──────── DATA PROVIDED
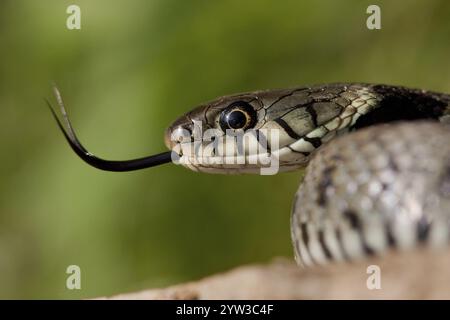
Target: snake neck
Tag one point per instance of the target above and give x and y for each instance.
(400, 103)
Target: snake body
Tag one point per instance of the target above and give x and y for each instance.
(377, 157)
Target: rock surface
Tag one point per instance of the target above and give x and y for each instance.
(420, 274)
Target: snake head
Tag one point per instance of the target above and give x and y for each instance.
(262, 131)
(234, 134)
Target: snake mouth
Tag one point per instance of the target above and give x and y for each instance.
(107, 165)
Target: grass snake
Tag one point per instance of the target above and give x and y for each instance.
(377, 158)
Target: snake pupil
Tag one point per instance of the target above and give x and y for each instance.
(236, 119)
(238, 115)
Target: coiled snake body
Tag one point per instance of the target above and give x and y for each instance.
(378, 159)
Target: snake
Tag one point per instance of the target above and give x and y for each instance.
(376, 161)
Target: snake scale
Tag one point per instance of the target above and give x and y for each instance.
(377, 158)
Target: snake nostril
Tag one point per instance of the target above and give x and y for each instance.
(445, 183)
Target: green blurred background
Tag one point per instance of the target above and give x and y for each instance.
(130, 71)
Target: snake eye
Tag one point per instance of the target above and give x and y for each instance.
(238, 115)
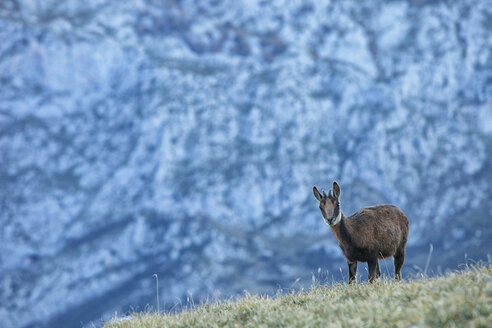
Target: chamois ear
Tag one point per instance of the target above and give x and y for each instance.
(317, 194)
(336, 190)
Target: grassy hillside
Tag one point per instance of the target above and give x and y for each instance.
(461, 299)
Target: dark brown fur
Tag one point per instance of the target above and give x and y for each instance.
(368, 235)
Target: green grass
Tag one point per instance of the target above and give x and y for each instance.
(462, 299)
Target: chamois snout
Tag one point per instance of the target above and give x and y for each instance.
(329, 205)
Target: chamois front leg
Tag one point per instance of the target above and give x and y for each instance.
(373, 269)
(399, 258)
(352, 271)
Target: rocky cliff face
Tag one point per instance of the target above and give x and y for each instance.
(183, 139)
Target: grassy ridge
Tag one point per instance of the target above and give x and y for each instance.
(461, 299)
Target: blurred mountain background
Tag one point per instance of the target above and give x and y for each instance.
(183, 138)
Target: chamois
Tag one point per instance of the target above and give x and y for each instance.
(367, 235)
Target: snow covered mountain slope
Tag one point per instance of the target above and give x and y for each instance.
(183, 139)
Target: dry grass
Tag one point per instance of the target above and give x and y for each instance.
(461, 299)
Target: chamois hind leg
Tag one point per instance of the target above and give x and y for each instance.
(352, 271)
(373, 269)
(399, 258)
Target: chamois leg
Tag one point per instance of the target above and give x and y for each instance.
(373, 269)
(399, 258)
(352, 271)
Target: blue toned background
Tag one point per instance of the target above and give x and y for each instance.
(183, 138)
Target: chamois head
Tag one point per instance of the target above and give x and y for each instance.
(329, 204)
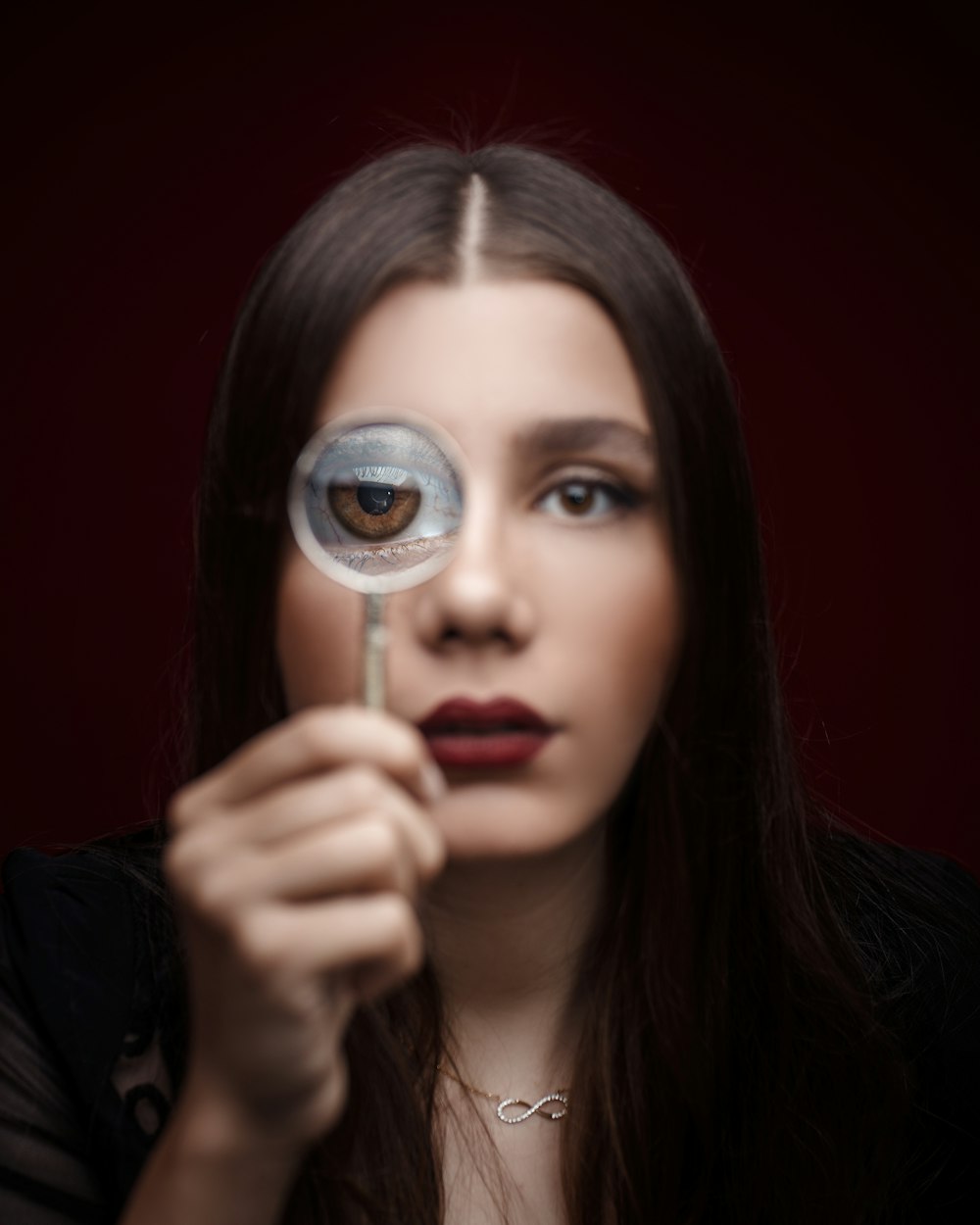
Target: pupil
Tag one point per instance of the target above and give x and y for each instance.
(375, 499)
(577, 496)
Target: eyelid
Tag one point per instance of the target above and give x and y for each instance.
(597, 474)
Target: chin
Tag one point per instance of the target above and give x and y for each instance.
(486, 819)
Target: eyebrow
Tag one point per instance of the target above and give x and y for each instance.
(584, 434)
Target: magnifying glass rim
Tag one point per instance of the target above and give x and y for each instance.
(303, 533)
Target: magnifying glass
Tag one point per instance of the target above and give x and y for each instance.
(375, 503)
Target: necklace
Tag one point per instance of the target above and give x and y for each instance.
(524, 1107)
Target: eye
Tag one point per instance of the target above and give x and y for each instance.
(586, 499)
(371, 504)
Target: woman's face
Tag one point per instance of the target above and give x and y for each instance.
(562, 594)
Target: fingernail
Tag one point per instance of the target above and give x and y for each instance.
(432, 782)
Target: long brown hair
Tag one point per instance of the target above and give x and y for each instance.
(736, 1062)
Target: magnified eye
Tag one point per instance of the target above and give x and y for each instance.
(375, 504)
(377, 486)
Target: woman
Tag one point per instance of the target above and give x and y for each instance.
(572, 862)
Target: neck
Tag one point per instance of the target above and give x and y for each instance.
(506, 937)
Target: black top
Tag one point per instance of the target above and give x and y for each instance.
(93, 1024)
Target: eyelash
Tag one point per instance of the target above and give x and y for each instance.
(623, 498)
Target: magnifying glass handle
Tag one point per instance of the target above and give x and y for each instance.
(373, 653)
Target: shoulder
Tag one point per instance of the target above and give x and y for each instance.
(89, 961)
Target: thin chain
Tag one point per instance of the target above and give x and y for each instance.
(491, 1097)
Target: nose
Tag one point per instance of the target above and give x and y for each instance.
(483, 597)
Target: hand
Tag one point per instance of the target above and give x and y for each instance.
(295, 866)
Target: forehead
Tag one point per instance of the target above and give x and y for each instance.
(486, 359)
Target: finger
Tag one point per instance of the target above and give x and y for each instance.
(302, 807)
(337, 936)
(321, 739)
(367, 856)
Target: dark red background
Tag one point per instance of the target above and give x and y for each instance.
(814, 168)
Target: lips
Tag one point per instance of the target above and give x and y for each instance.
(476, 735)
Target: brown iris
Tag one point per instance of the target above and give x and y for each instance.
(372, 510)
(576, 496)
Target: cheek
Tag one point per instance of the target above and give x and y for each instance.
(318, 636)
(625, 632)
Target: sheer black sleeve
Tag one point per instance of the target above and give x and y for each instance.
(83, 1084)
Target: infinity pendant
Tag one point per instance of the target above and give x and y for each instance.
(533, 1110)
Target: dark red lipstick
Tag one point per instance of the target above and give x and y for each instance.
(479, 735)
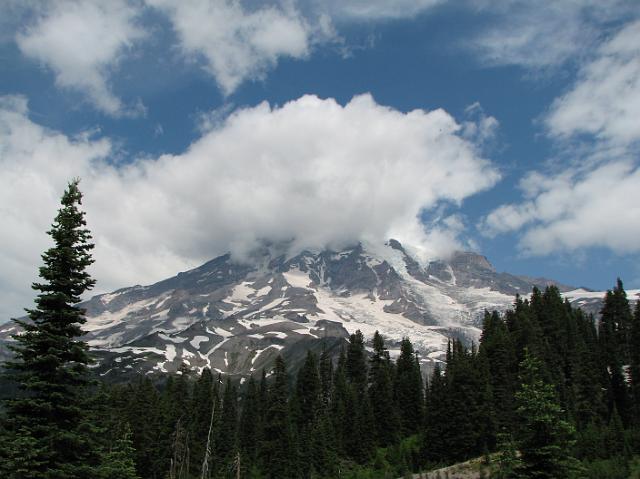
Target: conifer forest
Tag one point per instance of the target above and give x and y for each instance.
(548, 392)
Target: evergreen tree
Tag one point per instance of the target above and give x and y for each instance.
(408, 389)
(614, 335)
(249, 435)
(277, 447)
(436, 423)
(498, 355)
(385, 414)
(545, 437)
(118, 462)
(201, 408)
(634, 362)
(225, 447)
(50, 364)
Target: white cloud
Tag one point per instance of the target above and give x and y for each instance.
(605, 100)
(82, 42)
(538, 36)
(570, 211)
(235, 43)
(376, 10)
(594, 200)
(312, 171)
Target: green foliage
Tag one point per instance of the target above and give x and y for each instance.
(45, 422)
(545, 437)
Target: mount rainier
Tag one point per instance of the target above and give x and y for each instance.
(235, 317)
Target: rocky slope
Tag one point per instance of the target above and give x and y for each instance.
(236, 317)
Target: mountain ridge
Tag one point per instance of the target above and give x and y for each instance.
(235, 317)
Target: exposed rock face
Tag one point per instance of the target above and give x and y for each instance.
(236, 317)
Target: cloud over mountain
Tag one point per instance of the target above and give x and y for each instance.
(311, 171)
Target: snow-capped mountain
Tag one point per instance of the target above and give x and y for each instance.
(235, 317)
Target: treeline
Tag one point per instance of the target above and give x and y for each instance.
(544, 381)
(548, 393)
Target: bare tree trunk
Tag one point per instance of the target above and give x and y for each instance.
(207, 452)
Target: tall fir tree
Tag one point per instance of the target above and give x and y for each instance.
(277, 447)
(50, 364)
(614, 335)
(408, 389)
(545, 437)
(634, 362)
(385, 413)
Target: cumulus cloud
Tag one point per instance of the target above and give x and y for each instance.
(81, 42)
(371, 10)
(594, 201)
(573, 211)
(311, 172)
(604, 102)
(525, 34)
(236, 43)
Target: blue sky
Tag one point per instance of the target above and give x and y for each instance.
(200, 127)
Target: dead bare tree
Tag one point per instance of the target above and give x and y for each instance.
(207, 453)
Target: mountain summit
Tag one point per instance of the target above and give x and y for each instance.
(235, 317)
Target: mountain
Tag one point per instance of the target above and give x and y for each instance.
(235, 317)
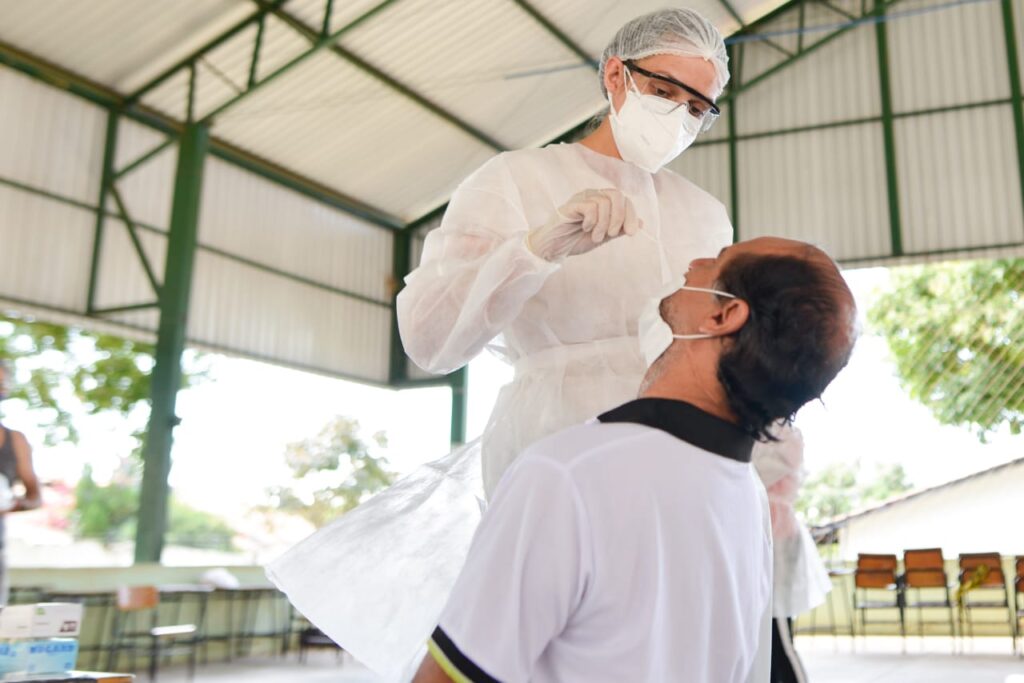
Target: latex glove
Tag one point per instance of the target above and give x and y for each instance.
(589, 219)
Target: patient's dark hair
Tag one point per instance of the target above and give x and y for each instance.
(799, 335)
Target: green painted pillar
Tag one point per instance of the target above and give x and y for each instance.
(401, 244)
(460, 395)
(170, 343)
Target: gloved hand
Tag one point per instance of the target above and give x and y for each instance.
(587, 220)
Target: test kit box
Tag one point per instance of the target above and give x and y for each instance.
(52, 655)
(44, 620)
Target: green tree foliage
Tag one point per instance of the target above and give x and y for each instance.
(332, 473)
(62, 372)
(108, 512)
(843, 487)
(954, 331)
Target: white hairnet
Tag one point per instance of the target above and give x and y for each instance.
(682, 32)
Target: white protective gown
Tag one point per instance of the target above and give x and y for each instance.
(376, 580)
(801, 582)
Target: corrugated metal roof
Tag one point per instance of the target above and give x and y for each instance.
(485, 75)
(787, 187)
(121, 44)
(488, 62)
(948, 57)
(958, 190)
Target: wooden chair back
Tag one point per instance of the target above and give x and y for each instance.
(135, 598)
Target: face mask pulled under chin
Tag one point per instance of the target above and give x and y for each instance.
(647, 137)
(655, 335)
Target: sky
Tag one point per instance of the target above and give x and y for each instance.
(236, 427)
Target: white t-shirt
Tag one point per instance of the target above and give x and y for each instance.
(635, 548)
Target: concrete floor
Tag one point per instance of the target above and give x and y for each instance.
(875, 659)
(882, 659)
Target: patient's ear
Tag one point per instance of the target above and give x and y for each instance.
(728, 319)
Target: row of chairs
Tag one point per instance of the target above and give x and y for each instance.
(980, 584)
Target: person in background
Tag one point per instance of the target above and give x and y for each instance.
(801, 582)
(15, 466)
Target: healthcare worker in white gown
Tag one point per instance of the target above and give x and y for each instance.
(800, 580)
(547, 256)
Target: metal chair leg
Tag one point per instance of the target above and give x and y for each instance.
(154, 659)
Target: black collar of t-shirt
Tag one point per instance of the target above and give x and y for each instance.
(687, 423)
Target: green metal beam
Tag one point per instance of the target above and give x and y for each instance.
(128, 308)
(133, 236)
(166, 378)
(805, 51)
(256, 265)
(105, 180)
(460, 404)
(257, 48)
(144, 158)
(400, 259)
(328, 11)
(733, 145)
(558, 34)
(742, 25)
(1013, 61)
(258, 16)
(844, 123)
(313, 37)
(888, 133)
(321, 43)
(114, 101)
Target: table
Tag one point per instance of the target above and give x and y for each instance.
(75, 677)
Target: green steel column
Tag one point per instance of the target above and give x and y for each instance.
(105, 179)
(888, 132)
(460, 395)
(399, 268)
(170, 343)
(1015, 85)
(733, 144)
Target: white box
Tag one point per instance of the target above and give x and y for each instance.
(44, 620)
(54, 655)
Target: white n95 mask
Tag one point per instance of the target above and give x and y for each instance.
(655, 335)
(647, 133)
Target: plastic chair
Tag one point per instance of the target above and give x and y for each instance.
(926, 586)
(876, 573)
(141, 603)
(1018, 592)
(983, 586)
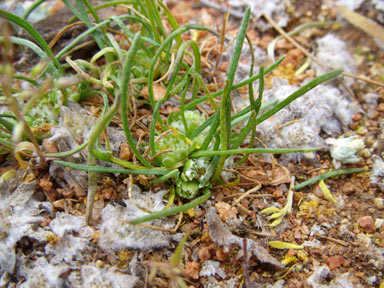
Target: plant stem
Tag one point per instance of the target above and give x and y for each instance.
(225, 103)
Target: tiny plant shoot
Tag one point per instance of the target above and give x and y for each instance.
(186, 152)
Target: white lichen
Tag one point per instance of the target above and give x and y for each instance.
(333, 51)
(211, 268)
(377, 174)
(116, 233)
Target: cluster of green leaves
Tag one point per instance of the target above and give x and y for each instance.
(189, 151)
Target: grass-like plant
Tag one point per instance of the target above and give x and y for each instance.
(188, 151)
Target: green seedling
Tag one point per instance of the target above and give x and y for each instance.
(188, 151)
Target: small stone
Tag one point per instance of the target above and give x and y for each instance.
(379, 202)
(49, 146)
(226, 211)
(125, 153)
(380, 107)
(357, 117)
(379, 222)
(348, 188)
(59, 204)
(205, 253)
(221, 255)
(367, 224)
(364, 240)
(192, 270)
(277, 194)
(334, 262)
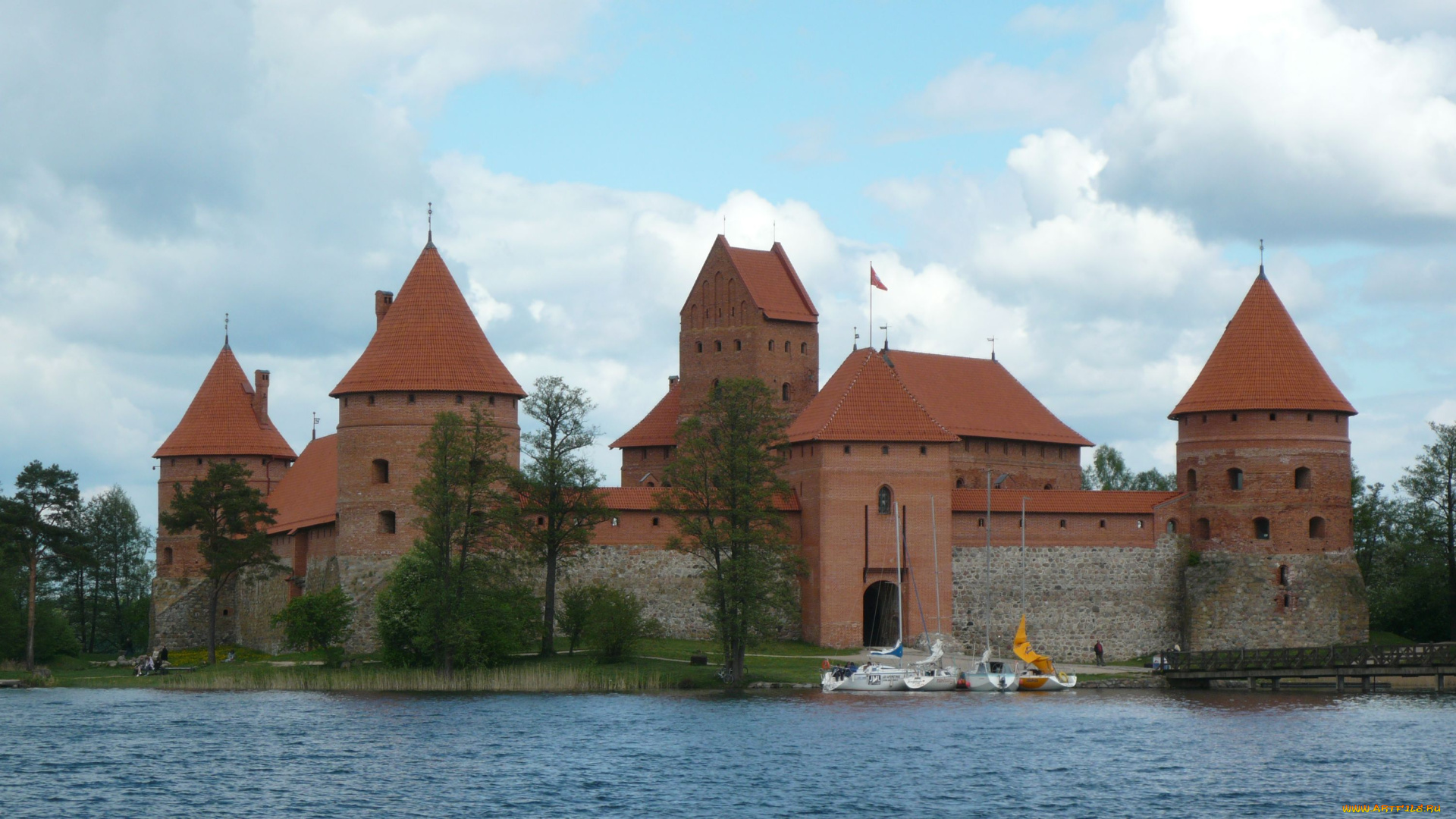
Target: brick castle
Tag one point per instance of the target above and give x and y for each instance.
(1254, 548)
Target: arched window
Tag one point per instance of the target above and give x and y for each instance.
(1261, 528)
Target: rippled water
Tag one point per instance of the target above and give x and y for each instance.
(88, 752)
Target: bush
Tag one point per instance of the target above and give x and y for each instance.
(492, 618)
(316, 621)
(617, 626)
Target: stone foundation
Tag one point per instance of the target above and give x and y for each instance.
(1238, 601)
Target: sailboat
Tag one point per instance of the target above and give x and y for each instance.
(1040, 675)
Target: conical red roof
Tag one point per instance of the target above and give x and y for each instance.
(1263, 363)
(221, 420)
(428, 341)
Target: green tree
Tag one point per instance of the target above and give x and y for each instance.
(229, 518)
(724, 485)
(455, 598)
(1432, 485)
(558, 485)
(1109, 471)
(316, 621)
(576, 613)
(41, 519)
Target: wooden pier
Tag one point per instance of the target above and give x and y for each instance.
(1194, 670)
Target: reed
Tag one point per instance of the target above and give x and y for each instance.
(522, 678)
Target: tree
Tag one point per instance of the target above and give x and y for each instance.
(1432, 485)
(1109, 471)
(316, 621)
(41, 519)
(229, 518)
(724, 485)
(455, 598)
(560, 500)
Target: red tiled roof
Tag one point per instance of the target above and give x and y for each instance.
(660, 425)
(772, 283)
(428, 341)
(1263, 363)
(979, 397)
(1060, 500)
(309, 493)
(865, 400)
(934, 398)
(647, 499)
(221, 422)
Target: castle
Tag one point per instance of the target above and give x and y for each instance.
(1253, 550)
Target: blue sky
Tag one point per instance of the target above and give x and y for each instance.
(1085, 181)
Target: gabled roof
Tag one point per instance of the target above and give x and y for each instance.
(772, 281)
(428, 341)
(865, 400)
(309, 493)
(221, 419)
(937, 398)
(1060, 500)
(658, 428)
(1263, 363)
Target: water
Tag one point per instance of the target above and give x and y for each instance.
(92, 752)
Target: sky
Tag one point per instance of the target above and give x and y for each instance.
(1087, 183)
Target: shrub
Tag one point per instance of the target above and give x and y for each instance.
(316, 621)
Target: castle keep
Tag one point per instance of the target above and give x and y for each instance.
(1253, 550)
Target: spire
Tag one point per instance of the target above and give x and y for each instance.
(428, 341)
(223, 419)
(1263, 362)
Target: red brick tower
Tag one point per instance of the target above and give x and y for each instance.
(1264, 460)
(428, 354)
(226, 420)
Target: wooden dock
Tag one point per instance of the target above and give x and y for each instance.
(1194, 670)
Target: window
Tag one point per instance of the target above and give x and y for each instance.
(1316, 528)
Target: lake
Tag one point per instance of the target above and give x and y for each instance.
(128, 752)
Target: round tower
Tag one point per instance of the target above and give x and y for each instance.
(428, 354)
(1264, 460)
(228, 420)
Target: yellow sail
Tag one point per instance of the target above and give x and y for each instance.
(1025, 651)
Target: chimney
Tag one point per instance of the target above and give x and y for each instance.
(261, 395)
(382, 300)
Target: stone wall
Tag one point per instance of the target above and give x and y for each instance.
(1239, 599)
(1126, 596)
────────────────
WHAT THE TASK REQUIRES>
Rescale the data from the line with "Target: eyelid" up to and including the line with "(524, 1107)". Reproduce only those lines, requests included, with every x and y coordinate in the answers multiplied by 0.8 and rounded to a whole number, halves rounded up.

THE RESPONSE>
Target: eyelid
Tag one point per instance of the target above and give x and y for each instance.
(478, 379)
Target: chin
Tag one point per instance of the target above and give x and y for each instance.
(389, 655)
Target: eyebrow
Tag one point per instance of the target above and give x and y for each instance.
(467, 347)
Target: magnifying glass rim
Tag one point per instance of the target above and give x and y for each instance.
(242, 426)
Target: magnifying glass
Tag one point per instance of the target above and give x and y for each instance.
(300, 402)
Target: necklace
Tag one point per instance of the target above and give x and y for each instance.
(419, 886)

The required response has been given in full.